Output the lines as a Markdown table with columns "Line" and "Content", starting at the first line of the rows and ending at the line that contains "36 302 L 115", both included. Number each line in the "Line" column, put its text in the "Content" column, and leave out blank lines.

* begin Data in this exercise *

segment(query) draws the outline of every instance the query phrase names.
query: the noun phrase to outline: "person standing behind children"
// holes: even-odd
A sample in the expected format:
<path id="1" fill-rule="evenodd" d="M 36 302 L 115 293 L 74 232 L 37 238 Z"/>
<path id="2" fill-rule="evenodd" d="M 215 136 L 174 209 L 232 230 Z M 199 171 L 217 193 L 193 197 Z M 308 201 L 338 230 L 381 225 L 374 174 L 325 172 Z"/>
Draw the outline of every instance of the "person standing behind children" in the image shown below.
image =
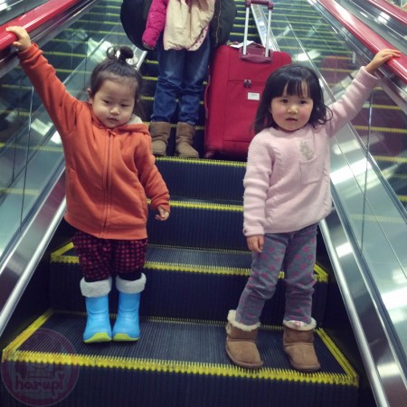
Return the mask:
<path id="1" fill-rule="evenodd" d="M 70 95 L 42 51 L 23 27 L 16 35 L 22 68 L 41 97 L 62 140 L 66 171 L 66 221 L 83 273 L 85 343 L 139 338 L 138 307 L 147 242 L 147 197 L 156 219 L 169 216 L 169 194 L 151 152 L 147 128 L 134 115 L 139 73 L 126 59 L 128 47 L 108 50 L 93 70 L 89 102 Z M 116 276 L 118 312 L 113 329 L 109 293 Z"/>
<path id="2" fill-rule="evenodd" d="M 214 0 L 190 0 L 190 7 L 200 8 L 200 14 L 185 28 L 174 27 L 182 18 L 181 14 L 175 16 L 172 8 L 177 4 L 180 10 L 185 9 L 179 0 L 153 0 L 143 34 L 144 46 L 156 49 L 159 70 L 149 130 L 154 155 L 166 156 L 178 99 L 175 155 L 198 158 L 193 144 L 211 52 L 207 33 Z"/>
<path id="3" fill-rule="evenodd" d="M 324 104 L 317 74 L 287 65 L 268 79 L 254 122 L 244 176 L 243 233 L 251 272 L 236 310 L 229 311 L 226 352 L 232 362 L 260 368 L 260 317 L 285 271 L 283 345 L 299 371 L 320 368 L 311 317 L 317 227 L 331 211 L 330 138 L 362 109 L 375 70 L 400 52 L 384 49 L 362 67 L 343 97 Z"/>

* end Data in this exercise *

*Answer to this exercise*:
| Line | Content |
|---|---|
| 1 | segment(query) draws the outline of every instance the query phrase names. |
| 2 | query: the noun phrase to outline: "person standing behind children" |
| 3 | // holes: even-odd |
| 4 | A sample in the expected format: |
| 5 | <path id="1" fill-rule="evenodd" d="M 36 302 L 115 293 L 74 232 L 37 238 Z"/> |